Desperate dads meet in car parks to exchange packets; exhausted parents slip it into their kids’ drinks; families wait months for prescriptions buy it “off label.” But is it worth the risk?
“The first time I gave him a gummy, I thought, ‘Oh my God, have I killed him?’ He just passed out in front of the TV. That never happens.” Jen remembers giving her son, David, six, melatonin to help him sleep. She got them from a friend, a pediatrician who gave them to her own child.
“It was sort of hilarious. She had half a tub of gummies, and her husband met my husband in a car park near a roundabout to hand them over, like some underhand black-market deal.”
Photo: Reuters
The husbands weren’t breaking the law, exactly, but they were stepping into a legal gray area.
Melatonin is a synthetic version of the sleep hormone that occurs naturally in our bodies, rising at night in response to darkness to help us sleep. It isn’t strictly illegal in the UK — for children, it requires a prescription by a pediatrician under a specific set of circumstances, usually alongside a diagnosis of autism or ADHD. Side effects can include drowsiness the next day, nausea and feeling dizzy.

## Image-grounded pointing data
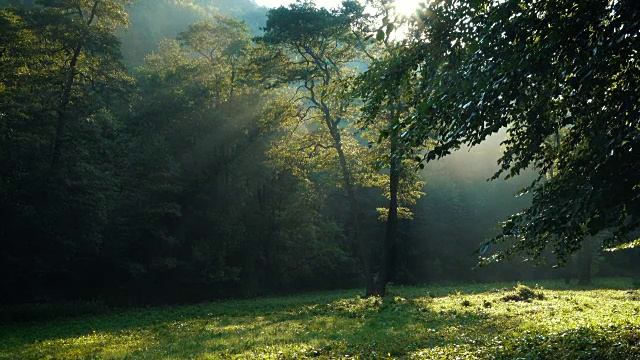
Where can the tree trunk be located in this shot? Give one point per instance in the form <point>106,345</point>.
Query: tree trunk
<point>365,256</point>
<point>586,260</point>
<point>64,106</point>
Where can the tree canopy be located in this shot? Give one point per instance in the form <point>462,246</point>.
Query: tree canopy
<point>562,78</point>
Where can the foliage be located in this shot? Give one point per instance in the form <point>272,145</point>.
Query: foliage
<point>536,69</point>
<point>413,322</point>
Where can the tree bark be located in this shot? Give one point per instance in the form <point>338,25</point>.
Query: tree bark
<point>586,261</point>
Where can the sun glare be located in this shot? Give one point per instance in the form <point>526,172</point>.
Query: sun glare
<point>406,7</point>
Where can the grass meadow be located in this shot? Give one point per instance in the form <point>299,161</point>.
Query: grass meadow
<point>547,320</point>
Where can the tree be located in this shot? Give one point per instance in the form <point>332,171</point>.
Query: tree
<point>385,114</point>
<point>317,47</point>
<point>60,71</point>
<point>535,68</point>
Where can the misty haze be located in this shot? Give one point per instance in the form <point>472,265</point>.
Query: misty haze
<point>217,179</point>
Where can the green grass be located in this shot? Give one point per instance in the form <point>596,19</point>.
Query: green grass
<point>492,321</point>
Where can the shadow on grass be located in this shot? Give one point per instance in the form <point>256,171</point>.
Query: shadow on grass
<point>328,325</point>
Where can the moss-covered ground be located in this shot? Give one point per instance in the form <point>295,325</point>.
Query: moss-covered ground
<point>548,320</point>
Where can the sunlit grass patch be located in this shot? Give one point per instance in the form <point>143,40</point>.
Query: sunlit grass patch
<point>466,322</point>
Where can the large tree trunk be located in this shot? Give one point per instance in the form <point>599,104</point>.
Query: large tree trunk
<point>365,254</point>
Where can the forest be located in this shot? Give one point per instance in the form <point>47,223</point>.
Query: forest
<point>177,151</point>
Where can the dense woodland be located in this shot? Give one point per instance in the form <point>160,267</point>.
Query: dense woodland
<point>158,151</point>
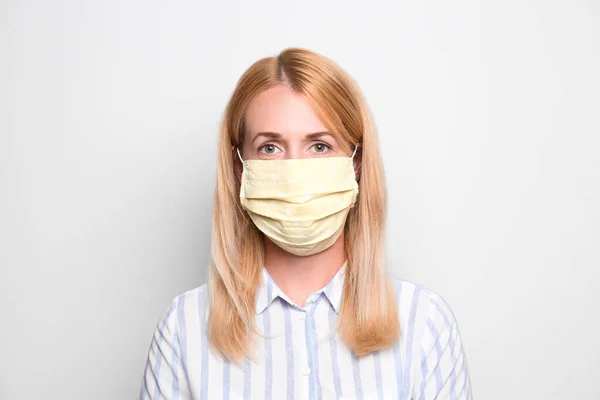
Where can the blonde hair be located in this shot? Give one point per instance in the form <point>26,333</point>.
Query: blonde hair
<point>368,317</point>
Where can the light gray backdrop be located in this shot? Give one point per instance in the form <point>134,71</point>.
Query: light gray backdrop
<point>489,120</point>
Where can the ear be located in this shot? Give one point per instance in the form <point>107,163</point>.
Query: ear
<point>238,167</point>
<point>358,162</point>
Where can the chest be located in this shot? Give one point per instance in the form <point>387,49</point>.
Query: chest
<point>299,355</point>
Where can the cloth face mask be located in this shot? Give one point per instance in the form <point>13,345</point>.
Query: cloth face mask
<point>300,204</point>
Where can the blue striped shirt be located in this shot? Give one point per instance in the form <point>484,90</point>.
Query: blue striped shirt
<point>301,356</point>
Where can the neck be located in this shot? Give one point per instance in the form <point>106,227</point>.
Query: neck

## ACTIVITY A
Please answer these questions using the melatonin article:
(i) Who supplied Jen with the melatonin gummies?
(ii) Where did the two husbands meet to hand them over?
(iii) What side effects of melatonin does the article list?
## ACTIVITY B
Carry on writing the melatonin article from its final sentence.
The material above is separate from the melatonin article and unrelated to it.

## TASK OUTPUT A
(i) A friend of Jen's, a pediatrician who gave them to her own child.
(ii) In a car park near a roundabout.
(iii) Drowsiness the next day, nausea and feeling dizzy.

## TASK OUTPUT B
In other European countries, melatonin is far more accessible, often sold in pharmacies, though its use is limited to children with autism and ADHD. In the US, you can buy it in supermarkets; even from Amazon, often specifically targeted at children. Some gummies come in the shape of teddy bears or are marketed using cartoon characters. Nearly one in five US children under 14 are now consuming melatonin. In the UK, restrictions push British parents to look to the internet to purchase gummies, often with little medical oversight or supervision.
Photo: Freepik
David never slept, Jen says. Even as a newborn, he was unusually alert. Where other babies ate and slept, he ate and was awake, and never settled easily.
“People kept saying it will improve when he starts nursery, when he starts preschool. It never did. We just never had an evening. We’d be putting him to bed, sometimes, at 11pm or midnight.” David was also having massive meltdowns. Despite trying a calm bedtime routine, nothing seemed to be working, and it was taking a toll on the entire family. Jen was so exhausted she was forced to stop working completely.
As David grew, his parents started to suspect neurodivergence. At 18 months, he could count to 20 and do 30-piece jigsaw puzzles. An educational psychologist has recently confirmed that he is gifted to the extent that it will affect his life significantly, and he has been on the waiting list for an autism assessment for two years. When he was five, he was taken to see a pediatric consultant in the European country they were living in at the time.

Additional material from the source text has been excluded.